= Written exercise 1 =
Please translate this sentence from the sprinkler thread into Spanish: "I tried inquiring what a solution would be, but he didn't really know the answer."
= Written exercise 2 =
Carry on the sprinkler thread from the point where it stops.

= Selection =
-- Start --

# Good Pressure Poor volume



## BobDolesky (Jul 6, 2020)

Good afternoon! I've been looking into doing a sprinkler system, initially, I started out with just simple 20 ft hoses to connect couple simple on top of lawn sprinklers in a series, very poor performance. Even poor performance in one of the oscillating sprinklers that essentially create a wall that goes back and forth, high and wide covering like 7500 sqft, but i was basically getting 2000 at best. Currently on single high performance impacts, but I'm want to move to in ground system utilizing a system like Rainbird DIY kit that works off of faucet timer. However, after running the performance tests, my pressure was about 50 PSI, but I'm only getting about 4 GPM. I ended up contacting my builder since its a brand new house only a month old and he sent out a plumber, basically really abysmal information/results. He basically went and just cranked up the PRV to 110 and had me run the sprinkler, well great performance, amazing, but from everything I've been told and read, thats really bad for the house. So I had him crank it down back to 70, which really isn't clear to me if thats bad or good, different searches are inconsistent, some say max 80, some say max 60 PSI. So with everything, my performance is essentially about 5 GPM, still really not going to cut it if I want more than a few heads on a line. The plumber told me I have 1 inch City line, but to the house its 3/4. My garden faucets are post the PRV thats inside my house. I tried inquiring what a solution would be, but he didn't really know the answer.

Trying to figure out a solution, which will definitely require a professional. My best guess is that a 1 inch line will have to be replaced at the meter ran through yard than essentially branch to a Backflow preventer and cutoff that is required by code and either go with the traditional full in ground valve/series or create another faucet and go with faucet route again, then just let the 1 inch merge into the 3/4 already running into the house? Any suggestions or help would be great! Thanks!


----------



## Thick n Dense (May 7, 2019)

Feet of the run maters for flow loss. If going from 1" to 3/4" back to 1" is only 1 foot, it won't be that big of a deal.

the longer the run the more flow you loose... also, the loss is logarithmic, the more pressure you have to work with the more the loss will be.

Are you trying to DIY or just understand? I see this is your first post....


----------



## BobDolesky (Jul 6, 2020)

-- End --

= Raw data =
-- Start --

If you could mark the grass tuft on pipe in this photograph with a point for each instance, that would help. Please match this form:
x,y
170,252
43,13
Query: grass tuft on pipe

-- End --

= Task answer 1 =
Intenté preguntar cuál sería una solución, pero él no sabía realmente la respuesta.

= Task answer 2 =
Both Understand and DIY. At this point, at a minimum I need a Plumber to run a 1 inch off the mainline to use for the irrigation system. Code requires a backflow preventer with cutoff to be 12 inches above your highest sprinkler also requires licensed plumber, so basically all system here, and least for the few in my neighborhood uses that and it's typically near the exterior garden spickett hidden under a big obvious fake rock. The yards here are pretty small, and close together and small front yards, and not far at all from the meter off the street.

I'll ended up doing DIY for the remainder of the systems after the stuff a plumber would put in to run the line off the meter


----------



## bernstem (Jan 16, 2018)

You should have better flow than 5 GPM with a 1 inch copper main line. Even if it is 1 inch to the city shut off and 3/4 inch copper after that for a few hundred feet in the yard, you should be getting 10-15 GPM. Something after the main line is restricting flow. That could be anything, but your water meter size and line to the hose spigot are likey bottle necks. Most likely, you have a long 1/2 inch line to your hose spigot and your hose flow is not what you would get with a 3/4 or 1 inch line to the irrigation. If you are lucky, you have a drain valve somewhere right after the meter. I would check pressure and flow there rather than at the hose spigot.


----------



## hsvtoolfool (Jul 23, 2018)

BobDolesky said:


> So I had him crank it down back to 70, which really isn't clear to me if thats bad or good...


That's the upper-end "safe" zone so you're okay. A plumber I actually trust tells me the target is 60 to 70 PSI max.



BobDolesky said:


> My best guess is that a 1 inch line will have to be replaced at the meter...


I agree 100%. Do it right and eliminate tons of headaches and worries. Install a 1-inch sch 40 PVC "T" for the irrigation mainline and then go into a reducer to tie back into your home 3/4" line. The 1" irrigation mainline can then be trenched to where it's needed. I'd install the irrigation backflow preventer and PRV right at the valve manifold.

Bigger pipe is always better. It drastically reduces water velocity, which in turn lowers the chance of water hammer and pipe erosion damage.


----------



## BobDolesky (Jul 6, 2020)

hsvtoolfool said:


> BobDolesky said:
> 
> 
> > So I had him crank it down back to 70, which really isn't clear to me if thats bad or good...
> ...


That's basically what I'm thinking, although If I'm understanding the lingo right, you're saying put the Backflow preventer and PRV at the valve manifold right next to the water meter by the street? If that's the case, I think that isn't really an option since it was explained to me that portion needs to be 12 inches above the highest sprinkler in your system, so they install that typically next to the side of a house and hide it with an artificial rock.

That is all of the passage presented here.